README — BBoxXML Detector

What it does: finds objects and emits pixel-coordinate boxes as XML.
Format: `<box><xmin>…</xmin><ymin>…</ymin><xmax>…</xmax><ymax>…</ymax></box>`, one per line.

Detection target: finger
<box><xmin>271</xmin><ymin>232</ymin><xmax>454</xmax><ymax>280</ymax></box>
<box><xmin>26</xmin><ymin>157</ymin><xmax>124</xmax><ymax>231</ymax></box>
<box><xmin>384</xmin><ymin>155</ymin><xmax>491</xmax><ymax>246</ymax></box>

-*-

Task statement: Return every line above verbatim, with no changes.

Finished task:
README — BBoxXML Detector

What it does: finds objects and emits pixel-coordinate boxes as XML.
Format: `<box><xmin>…</xmin><ymin>…</ymin><xmax>…</xmax><ymax>…</ymax></box>`, one per line.

Detection target: finger
<box><xmin>271</xmin><ymin>232</ymin><xmax>454</xmax><ymax>280</ymax></box>
<box><xmin>26</xmin><ymin>157</ymin><xmax>124</xmax><ymax>231</ymax></box>
<box><xmin>384</xmin><ymin>155</ymin><xmax>491</xmax><ymax>246</ymax></box>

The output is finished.